Text under study
________
The COVID-19 pandemic has jolted the routines of many working families as schools across the nation remain on lockdown and children continue learning from home. Mothers who had juggled both a career and their families prior to the pandemic are now finding it very difficult to juggle both while at home and especially with no childcare help.
Last year the Bureau of Labor Statistics revealed that 72% of all U.S. women with children under 18 were working or looking for work. In 64% of families with two parents, both mother and father were the breadwinners. The increase of the financial power of women and a single source of income not enough to get by in most U.S. cities has helped create a substantial feminine workforce in recent decades.
The Labor Department has recently reported however that when the new school year started in September, women left the workforce that month at a staggering four times the rate than men did. Unemployment in September dropped to 7.9% compared to 8.4% in August, driven primarily by many women leaving the workforce.
In an NPR podcast called, All Things Considered, Youli Lee, a U.S. government worker in cyber-crime living in Virginia, admitted that she had spent some of her days at home hiding from her three children. Speaking from her bedroom, she remarked, “I just actually locked my door so that nobody could come here.”
Lee’s husband is a doctor who was at the hospital seven days a week while she worked from home. She recalls that her younger two children were routinely skipping lunch without the structure of a regular school day. “This is too much,” she exclaimed. Lee, like many other women, had decided she needed to take a leave of absence from her job.
“It’s an impossible task,” remarked C. Nicole Mason, the President and CEO of the Institute for Women’s Policy Research. “Until we can figure out care, until we can figure out how to open the schools, you can just hang it up … for many women.”
For those mothers who are still working but from home, these women have been shoved into a new system where they must face childcare with an intensity. What are young dependent children supposed to do when most school systems have switched to distance-learning models over COVID-19 concerns? They rely on their parents to guide the way and make it work, even if this means preparing lunches while answering work calls.
Regular uncomplicated household chores have become daunting when women have their own work deadlines. Mothers are being hit with waves of anxiety, stress, and even guilt as they try to manage it all.
Approximately 74% of the one hundred largest school districts have chosen remote learning only this new school year as their back-to-school instructional model. This has affected over 9 million students. “The strategy from Day 1 should have been thinking about how to get kids back into school safely,” said Mason.
________
Source data

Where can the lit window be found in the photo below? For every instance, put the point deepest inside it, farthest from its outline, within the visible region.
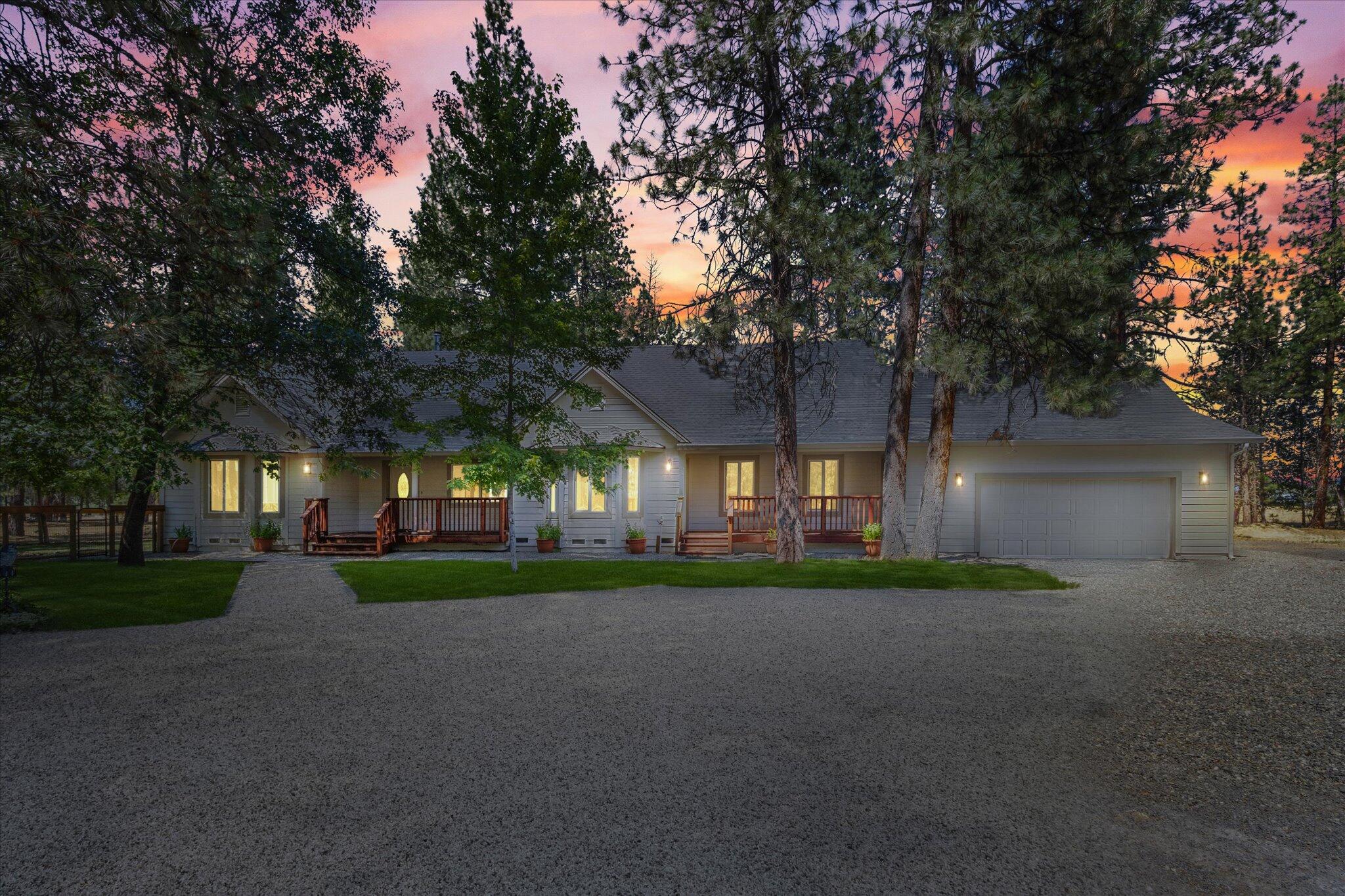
________
Apply what you read
(A) Condense the paragraph in the article on working mothers during the pandemic that begins "Last year the Bureau of Labor Statistics" into a short bulleted list that keeps its main facts.
(B) Pick up the article on working mothers during the pandemic after its final sentence and continue it.

Task results
(A)
- According to the Bureau of Labor Statistics last year, 72% of U.S. women with children under 18 were working or looking for work.
- In 64% of two-parent families, both parents were breadwinners.
- Women's growing financial power, and the fact that one income is not enough in most U.S. cities, have helped build a large female workforce in recent decades.

(B)
Many mothers will soon be forced to decide whether they go back to the workforce or continue working remotely. For some women, it may be a no brainer to continue staying at home, even with its hardships. For many other women, it will be a very hard decision to make.
Rocio Flores, a single mom from Pennsylvania, told the All Things Considered podcast that at one point this past spring she was forced to leave her children home alone when the schools had shut down. In need of a paycheck, Flores recalls calling home frequently to check on her then 7 and 12-year old children. “I had to call like every hour — ‘Are you guys OK?’ I told my neighbor — keep an eye on them, please. That’s the way I did it, going to work scared that something could happen.”
Caitlyn Collins, a sociologist at Washington University in St. Louis and author of the book Making Motherhood Work: How Women Manage Careers and Caregiving, commented, “Low-income families, single parents, they see how little support they have constantly because they’re in a never-ending battle to figure out how to put food on the table, to keep a roof over their heads, [to find] someone to watch their kids so they aren’t alone at home while they go to work. It’s advantaged people who have long not seen these difficulties.”
Could paid parental leave be the answer for many families during the pandemic? It may be time for companies and the government to consider these impossible challenges that coronavirus has put on families across the country and to implement solutions.
“The U.S. has no paid parental leave for parents to take during this difficult time. We have no universal childcare system on which parents can rely. We have no federal minimum standard for vacation and sick days, unlike every other Western industrialized country,” Collins says.
“Parents seem angry in a way that I haven’t seen them in the past,” she added.